## Image-grounded pointing data
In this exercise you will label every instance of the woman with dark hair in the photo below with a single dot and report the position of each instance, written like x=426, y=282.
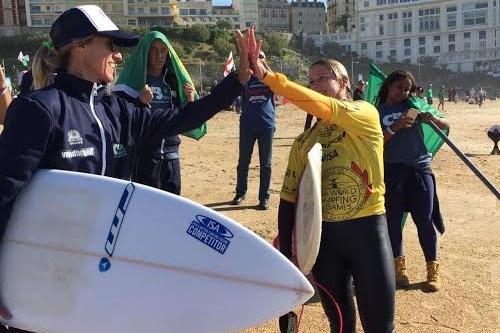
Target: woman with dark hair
x=409, y=181
x=354, y=239
x=75, y=124
x=153, y=74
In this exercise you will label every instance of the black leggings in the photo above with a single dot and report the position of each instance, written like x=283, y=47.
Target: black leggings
x=360, y=248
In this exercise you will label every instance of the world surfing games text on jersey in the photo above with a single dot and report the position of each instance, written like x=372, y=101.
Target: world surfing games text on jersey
x=116, y=225
x=211, y=233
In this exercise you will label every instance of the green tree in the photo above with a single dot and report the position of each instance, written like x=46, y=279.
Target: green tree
x=197, y=32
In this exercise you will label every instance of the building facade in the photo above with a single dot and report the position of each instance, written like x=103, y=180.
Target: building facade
x=340, y=15
x=274, y=15
x=308, y=17
x=461, y=35
x=249, y=14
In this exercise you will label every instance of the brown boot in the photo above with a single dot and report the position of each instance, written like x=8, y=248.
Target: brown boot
x=433, y=279
x=400, y=268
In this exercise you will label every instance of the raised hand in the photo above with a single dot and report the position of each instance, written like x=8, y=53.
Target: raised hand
x=244, y=71
x=189, y=90
x=259, y=66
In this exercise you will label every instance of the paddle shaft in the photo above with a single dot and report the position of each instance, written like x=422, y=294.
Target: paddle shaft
x=466, y=160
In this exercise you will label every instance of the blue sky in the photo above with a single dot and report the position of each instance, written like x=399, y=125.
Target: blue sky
x=228, y=2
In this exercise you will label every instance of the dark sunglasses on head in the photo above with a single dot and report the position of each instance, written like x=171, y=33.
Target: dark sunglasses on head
x=111, y=46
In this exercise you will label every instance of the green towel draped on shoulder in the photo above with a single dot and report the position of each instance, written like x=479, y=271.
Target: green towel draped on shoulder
x=132, y=77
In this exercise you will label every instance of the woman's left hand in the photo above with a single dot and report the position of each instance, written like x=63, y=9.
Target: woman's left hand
x=189, y=91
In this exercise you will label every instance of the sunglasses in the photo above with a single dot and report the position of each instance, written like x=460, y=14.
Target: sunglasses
x=111, y=46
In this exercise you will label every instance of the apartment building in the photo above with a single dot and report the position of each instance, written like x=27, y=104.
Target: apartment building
x=340, y=15
x=249, y=14
x=308, y=17
x=9, y=17
x=461, y=35
x=273, y=15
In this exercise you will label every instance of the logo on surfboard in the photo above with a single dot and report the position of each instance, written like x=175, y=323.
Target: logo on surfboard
x=115, y=227
x=210, y=232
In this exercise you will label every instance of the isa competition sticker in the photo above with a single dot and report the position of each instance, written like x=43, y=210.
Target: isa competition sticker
x=211, y=233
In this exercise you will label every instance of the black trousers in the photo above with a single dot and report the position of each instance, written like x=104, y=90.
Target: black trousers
x=359, y=248
x=164, y=174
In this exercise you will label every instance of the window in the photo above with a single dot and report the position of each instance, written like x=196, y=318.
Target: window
x=451, y=17
x=36, y=10
x=429, y=19
x=392, y=24
x=475, y=13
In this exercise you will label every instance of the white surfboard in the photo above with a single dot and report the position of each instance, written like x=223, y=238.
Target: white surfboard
x=308, y=215
x=85, y=253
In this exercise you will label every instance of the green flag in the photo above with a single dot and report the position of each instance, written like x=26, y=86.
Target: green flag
x=375, y=79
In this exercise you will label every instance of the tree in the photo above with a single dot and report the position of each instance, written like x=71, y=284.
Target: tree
x=222, y=47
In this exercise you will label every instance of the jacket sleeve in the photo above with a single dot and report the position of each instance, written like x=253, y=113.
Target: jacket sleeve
x=22, y=146
x=193, y=114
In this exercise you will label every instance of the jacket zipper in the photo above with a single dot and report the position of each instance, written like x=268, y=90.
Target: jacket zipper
x=101, y=129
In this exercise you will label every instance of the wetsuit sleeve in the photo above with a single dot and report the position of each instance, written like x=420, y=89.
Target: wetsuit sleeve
x=293, y=173
x=194, y=114
x=23, y=143
x=360, y=117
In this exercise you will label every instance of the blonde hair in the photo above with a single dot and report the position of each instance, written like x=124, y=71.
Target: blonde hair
x=47, y=60
x=338, y=70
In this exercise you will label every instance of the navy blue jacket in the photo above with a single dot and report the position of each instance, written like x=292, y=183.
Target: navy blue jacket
x=75, y=125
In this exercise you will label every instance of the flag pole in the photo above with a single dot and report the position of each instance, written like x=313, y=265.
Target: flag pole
x=466, y=160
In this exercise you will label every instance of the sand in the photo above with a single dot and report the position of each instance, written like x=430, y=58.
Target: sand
x=469, y=250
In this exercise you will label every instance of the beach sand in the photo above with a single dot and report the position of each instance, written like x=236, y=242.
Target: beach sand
x=469, y=250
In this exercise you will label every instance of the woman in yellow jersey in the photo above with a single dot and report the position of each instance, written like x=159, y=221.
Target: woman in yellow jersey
x=354, y=240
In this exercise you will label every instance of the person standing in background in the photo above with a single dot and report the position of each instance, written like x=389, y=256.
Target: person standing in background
x=359, y=92
x=155, y=65
x=441, y=97
x=5, y=96
x=429, y=94
x=257, y=122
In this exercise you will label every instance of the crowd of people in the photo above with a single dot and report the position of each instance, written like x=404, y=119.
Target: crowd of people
x=375, y=153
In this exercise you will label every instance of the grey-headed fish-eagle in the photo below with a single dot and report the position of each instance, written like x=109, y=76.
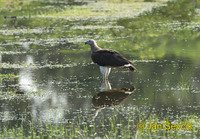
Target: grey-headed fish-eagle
x=107, y=59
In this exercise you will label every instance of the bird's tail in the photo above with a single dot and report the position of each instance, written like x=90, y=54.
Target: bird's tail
x=132, y=68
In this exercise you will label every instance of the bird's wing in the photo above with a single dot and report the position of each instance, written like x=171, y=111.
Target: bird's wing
x=109, y=58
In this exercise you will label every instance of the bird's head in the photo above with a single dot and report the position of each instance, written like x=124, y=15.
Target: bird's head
x=91, y=42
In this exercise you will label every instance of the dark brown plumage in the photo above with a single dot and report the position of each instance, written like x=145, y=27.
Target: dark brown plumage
x=106, y=59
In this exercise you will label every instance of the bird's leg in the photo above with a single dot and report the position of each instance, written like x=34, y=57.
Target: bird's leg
x=105, y=72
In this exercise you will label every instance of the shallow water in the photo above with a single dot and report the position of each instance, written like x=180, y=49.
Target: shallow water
x=46, y=70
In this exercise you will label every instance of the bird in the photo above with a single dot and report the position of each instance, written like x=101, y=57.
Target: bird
x=107, y=59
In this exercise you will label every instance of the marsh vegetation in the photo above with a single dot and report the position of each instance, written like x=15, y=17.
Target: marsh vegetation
x=49, y=87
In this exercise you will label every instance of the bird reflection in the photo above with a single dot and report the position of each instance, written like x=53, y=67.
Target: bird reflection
x=109, y=97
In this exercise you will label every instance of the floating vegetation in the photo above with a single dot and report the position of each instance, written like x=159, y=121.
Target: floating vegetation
x=49, y=87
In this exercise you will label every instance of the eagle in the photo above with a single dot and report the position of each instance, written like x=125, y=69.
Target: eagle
x=107, y=59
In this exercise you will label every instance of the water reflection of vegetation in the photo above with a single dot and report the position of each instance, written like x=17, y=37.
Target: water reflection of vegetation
x=49, y=31
x=78, y=128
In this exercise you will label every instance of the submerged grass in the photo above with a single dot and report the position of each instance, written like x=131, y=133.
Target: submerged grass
x=180, y=127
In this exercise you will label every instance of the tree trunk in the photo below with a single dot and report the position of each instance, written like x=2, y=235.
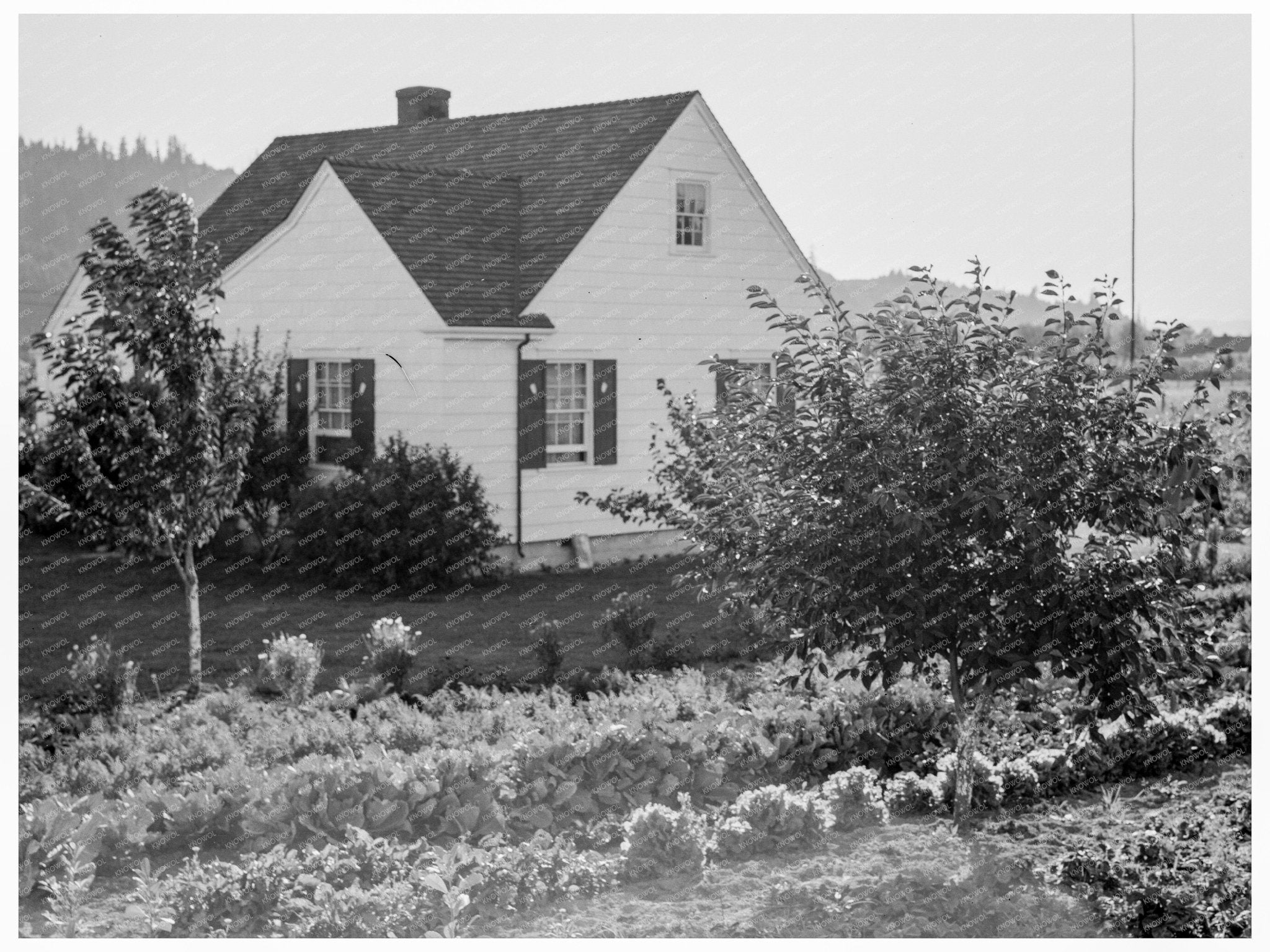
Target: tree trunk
x=969, y=725
x=196, y=626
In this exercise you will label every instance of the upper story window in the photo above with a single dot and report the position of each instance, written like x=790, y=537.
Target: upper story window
x=690, y=215
x=568, y=412
x=333, y=398
x=761, y=385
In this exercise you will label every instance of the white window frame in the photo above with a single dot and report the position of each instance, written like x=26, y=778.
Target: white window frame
x=315, y=428
x=744, y=362
x=588, y=420
x=704, y=248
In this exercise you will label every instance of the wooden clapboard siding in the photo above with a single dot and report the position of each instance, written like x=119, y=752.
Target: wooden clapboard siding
x=623, y=295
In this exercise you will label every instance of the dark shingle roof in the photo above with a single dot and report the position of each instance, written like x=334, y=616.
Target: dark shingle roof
x=482, y=210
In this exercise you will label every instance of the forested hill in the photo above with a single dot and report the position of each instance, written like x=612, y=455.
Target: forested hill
x=63, y=192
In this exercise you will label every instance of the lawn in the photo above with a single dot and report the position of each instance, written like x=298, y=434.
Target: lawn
x=68, y=594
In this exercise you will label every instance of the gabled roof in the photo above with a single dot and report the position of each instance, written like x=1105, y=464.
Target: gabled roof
x=442, y=192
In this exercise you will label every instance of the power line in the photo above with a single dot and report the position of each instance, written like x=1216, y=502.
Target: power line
x=1133, y=195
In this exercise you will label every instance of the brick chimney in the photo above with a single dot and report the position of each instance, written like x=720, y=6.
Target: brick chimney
x=415, y=103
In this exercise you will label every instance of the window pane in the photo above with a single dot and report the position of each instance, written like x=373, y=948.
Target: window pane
x=333, y=390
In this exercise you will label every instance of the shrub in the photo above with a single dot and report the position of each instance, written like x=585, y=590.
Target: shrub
x=988, y=789
x=1019, y=778
x=907, y=794
x=855, y=799
x=546, y=647
x=414, y=518
x=1232, y=716
x=393, y=650
x=631, y=620
x=665, y=842
x=100, y=681
x=290, y=664
x=780, y=817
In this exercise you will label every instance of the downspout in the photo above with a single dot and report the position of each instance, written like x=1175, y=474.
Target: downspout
x=516, y=311
x=516, y=451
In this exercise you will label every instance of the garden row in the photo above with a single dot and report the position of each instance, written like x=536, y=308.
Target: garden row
x=1184, y=874
x=233, y=772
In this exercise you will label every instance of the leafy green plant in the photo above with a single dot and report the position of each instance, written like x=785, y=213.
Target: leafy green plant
x=290, y=664
x=662, y=842
x=69, y=891
x=1184, y=876
x=393, y=649
x=88, y=827
x=454, y=885
x=151, y=419
x=779, y=817
x=631, y=620
x=148, y=902
x=414, y=517
x=907, y=795
x=548, y=649
x=100, y=679
x=855, y=799
x=926, y=475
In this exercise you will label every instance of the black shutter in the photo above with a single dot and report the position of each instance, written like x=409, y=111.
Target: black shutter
x=363, y=412
x=531, y=414
x=298, y=406
x=605, y=403
x=784, y=393
x=722, y=381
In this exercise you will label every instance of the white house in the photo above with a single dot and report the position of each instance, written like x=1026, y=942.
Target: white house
x=511, y=286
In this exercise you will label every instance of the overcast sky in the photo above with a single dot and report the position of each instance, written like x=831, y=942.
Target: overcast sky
x=882, y=141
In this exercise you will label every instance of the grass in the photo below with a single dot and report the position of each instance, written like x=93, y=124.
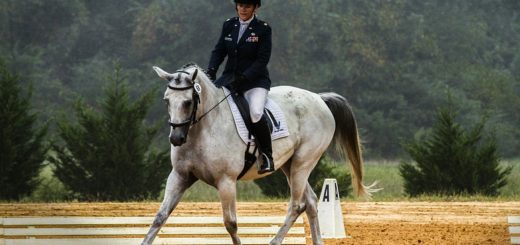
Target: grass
x=386, y=173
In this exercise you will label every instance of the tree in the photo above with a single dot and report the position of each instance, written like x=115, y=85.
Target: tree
x=452, y=160
x=108, y=154
x=22, y=146
x=276, y=185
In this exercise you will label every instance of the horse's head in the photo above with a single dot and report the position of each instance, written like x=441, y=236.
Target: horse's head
x=182, y=98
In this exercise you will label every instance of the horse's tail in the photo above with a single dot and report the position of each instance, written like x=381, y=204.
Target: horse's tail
x=347, y=140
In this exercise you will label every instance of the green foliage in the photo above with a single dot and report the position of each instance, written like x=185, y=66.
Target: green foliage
x=393, y=60
x=22, y=146
x=108, y=154
x=275, y=185
x=452, y=160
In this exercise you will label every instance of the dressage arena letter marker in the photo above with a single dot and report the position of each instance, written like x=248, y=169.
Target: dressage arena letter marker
x=329, y=211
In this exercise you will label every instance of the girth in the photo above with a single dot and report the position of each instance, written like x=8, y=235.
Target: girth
x=243, y=108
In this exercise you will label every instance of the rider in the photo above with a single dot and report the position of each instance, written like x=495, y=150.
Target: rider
x=246, y=41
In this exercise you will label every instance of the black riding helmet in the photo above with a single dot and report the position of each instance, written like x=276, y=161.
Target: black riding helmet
x=255, y=2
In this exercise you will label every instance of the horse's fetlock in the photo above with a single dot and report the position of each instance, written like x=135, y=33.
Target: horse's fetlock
x=299, y=208
x=231, y=225
x=159, y=220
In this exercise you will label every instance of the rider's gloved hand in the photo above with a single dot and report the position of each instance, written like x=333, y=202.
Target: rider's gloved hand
x=212, y=73
x=240, y=78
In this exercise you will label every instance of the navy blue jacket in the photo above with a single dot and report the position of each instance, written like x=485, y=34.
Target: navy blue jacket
x=248, y=57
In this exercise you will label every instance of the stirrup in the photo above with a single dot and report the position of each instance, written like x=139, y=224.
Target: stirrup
x=266, y=166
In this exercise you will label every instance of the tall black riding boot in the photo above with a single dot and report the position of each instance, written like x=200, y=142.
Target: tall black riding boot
x=262, y=134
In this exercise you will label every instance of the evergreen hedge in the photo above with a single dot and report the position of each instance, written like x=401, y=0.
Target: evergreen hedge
x=22, y=146
x=454, y=161
x=108, y=154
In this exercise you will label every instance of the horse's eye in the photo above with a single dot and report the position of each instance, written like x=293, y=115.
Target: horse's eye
x=187, y=103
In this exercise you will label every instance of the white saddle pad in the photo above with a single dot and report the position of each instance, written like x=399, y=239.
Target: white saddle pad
x=280, y=132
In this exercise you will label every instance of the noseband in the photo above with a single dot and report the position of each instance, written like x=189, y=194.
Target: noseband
x=196, y=99
x=197, y=89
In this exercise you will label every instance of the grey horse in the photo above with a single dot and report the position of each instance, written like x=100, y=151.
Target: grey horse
x=205, y=146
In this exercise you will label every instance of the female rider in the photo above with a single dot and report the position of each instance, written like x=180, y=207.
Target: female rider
x=246, y=41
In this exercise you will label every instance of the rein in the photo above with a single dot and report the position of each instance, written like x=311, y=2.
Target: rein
x=196, y=97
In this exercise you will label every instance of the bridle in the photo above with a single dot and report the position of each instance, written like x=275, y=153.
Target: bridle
x=197, y=89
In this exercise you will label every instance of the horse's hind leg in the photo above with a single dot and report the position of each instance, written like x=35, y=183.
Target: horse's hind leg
x=311, y=210
x=227, y=193
x=175, y=187
x=310, y=201
x=297, y=179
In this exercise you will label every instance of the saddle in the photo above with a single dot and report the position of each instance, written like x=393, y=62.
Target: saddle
x=276, y=123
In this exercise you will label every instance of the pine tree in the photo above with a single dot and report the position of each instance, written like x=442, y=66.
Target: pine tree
x=452, y=160
x=22, y=146
x=109, y=155
x=275, y=185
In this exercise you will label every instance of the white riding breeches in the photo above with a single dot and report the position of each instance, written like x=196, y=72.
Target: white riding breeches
x=256, y=97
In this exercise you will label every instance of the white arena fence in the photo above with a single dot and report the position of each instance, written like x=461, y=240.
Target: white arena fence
x=72, y=230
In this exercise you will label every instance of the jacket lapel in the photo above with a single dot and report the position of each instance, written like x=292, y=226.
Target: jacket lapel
x=248, y=31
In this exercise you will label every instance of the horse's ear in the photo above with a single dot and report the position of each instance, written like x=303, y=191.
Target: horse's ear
x=194, y=75
x=162, y=74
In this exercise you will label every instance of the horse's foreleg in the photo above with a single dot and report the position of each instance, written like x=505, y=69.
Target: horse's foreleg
x=227, y=193
x=175, y=187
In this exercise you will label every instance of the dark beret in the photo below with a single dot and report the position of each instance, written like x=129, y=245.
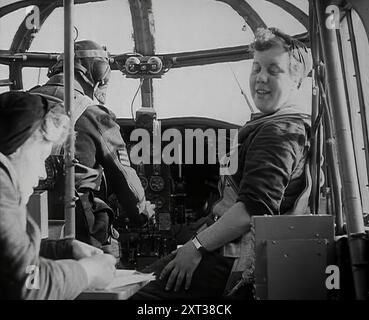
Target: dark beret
x=21, y=113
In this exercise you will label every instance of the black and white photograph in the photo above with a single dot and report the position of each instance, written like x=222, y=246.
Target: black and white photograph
x=190, y=157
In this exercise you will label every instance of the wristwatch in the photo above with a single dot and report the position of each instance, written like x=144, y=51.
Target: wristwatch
x=198, y=245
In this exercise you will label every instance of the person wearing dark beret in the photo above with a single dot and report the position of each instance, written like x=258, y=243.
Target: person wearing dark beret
x=31, y=268
x=100, y=150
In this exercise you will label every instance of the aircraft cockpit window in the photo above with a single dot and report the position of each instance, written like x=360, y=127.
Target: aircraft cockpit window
x=9, y=25
x=279, y=17
x=33, y=77
x=107, y=22
x=213, y=24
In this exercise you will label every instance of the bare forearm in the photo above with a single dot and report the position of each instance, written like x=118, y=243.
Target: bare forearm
x=234, y=223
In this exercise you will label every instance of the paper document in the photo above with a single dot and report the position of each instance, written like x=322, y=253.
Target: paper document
x=126, y=277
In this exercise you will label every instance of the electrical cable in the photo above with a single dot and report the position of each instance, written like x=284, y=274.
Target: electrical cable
x=134, y=97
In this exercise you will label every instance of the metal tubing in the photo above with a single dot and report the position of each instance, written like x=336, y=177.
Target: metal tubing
x=350, y=184
x=359, y=90
x=331, y=150
x=314, y=42
x=69, y=208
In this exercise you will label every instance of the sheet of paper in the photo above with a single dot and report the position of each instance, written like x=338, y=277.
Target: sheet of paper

## EXERCISE BRIEF
Gather each line in the entries above where the string "sheet" is found.

## OUTPUT FOR THIS EXERCISE
In this exercise you will label every instance of the sheet of paper in the photo above with a single dot and report the position of each instance, written like x=338, y=277.
Target: sheet of paper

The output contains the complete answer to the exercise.